### TEXT SHOWN
<<<<
Before I last left town, I saw George at the Greenwood Lounge. He was bright and spirited as I sat beside him. He leaned in, he asked his questions about us returning to The Hague, he listened. And then he left early, as he always did, to get home for supper with his wife.

He stopped next to my chair.

“Joe, be sure to tell your wife I wish her well.” And he shook my hand.

More kind words from a kind man. No surprise. And, of course, these are his last words to me in this life. Who knew?

And then George left.

By the way, I get it, these are small kindnesses George offered. Nothing earth-shattering. No exploding rockets commemorating great deeds of bravery. No rescuing of widows and small children. Just those small kindnesses that change everything.


To this day I can see George, head bent, shoulders stooped, heading out the back door of the Greenwood Lounge.

“Better get home and see what the little lady has for dinner.”

Yes, you’d better, George, because you’re running late.

May his soul rest in peace.










“Keep pumping your arms, Joe. Legs up and squeezed together. Shoulder blades on your back. Keep that pelvis on the mat. Belly button in and up. That’s it.”

The hard-bodied, diminutive instructor, Monique Weevers, rattles off the technique for a Joseph Pilates sit-up called the “hundred.” We all gamely follow. More or less. Okay, I’m a bit on the less side.

But we all keep pumping. Our stomachs start rebelling. But we keep pumping. Our legs start dropping. Yup, we’re still pumping over here. Am I going to get sick? Pump, pump, pump. Maybe.


Suddenly, Monique says firmly, “Enough!”

It’s almost said with disgust. “Enough!” To do one more pump would be not only too much, but would be ethically inappropriate. It would be immoral. “Enough!” We have done all we should do. We have obtained our goal. Anything else is excessive, unbalanced, over the top. “It is simply enough to do 100,” Monique says with a smile, “101 is one too many.”

No kidding.

“Enough” is hard for most of us. I myself am the poster child of too much. I always feel if I do just a little more it will be the secret to staving off old age, or finding fame, or solving the answer to world peace. This isn’t rocket science. One more whatever will finally get us all the love we deserve. It’s a little sad, a little pathetic, but a lot true.
>>>>
### SUPPLIED ENTRIES
<<<<
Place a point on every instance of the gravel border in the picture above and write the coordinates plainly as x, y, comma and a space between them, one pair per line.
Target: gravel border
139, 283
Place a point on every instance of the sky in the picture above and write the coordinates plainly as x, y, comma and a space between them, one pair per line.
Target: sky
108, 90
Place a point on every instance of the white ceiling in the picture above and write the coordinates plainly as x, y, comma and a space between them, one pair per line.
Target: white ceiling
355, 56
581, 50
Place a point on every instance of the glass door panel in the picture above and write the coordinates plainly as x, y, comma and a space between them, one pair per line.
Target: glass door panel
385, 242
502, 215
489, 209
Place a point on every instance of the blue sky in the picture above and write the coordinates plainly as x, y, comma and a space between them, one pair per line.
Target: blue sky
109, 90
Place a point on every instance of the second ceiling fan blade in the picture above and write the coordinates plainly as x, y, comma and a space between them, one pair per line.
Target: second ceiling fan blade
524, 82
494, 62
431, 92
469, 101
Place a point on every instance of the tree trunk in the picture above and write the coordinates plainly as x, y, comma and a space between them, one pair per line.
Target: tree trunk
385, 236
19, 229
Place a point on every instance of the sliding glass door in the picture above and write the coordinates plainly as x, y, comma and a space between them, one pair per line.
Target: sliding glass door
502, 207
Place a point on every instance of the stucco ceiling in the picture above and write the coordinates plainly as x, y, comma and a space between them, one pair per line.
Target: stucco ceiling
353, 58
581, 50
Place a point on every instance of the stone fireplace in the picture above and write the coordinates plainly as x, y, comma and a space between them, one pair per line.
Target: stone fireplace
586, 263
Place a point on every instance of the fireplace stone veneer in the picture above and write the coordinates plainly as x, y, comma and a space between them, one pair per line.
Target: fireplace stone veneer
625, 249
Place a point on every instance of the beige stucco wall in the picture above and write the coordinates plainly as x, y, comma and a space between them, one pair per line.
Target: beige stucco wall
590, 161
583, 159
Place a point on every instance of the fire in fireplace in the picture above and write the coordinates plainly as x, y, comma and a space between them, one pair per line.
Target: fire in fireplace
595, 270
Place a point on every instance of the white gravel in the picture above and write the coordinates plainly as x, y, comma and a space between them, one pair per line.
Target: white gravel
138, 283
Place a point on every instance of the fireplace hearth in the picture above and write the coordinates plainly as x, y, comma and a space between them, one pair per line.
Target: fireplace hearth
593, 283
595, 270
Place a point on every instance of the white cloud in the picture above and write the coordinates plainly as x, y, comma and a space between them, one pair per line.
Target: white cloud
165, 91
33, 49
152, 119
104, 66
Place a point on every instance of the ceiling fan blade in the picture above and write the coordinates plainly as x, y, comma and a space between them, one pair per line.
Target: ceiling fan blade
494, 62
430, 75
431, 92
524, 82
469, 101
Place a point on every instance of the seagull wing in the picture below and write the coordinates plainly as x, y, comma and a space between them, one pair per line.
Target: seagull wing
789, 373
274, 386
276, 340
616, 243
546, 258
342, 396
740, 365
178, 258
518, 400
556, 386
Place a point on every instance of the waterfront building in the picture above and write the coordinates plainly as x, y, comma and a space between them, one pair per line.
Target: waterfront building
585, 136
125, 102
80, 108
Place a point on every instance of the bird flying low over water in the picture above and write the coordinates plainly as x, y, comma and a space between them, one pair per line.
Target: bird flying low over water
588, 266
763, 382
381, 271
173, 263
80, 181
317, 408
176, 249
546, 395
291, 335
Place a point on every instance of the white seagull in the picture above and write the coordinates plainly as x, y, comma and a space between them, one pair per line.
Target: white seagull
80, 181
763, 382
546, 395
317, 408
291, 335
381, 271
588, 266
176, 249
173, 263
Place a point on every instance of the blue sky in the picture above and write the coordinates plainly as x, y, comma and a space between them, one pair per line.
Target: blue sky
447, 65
>>>>
### COMPLETE THE FOLLOWING
1 - In the essay, where did the narrator see George for the last time?
2 - Continue the essay about George and the Pilates class, picking up after its final sentence.
The records have no connection to the essay.

### ANSWERS IN ORDER
1 - At the Greenwood Lounge.

2 -
The Louvre is a massive museum in Paris. Their collection of art is so large and covers so much territory, it is impossible to even get through all the collection when laid out in a book, let alone see it all in one visit. But it has highlights. Certain art that is world-famous. Things you have to see. A bucket list.

The Winged Victory of Somothrace is one of those pieces. Majestic, gigantic, billowing, moving, and sensual, even when trapped inside the Louvre. Amazing.


Of course, I can barely see it through all the cameras and phones and iPads. Hands are raised high, devices are gripped tightly, pictures are focused, tiny screens light up, buttons are pressed, images are collected, instagrams are sent. And then everyone races to the next room. “Quick, snap a photo of that painting. All right, don’t forget a photo of the artist’s name. Yikes, we are falling behind. Get over to that painting. Hurry. Snap a photo.”

And over and over. Thousands of pictures.

Eventually, we all come to the Mona Lisa. Ah, the frenzy is at its height.


Cameras are imploding with excitement. At last, a photograph of the Mona Lisa. The thrill is too much.

See what I’m talking about, folks?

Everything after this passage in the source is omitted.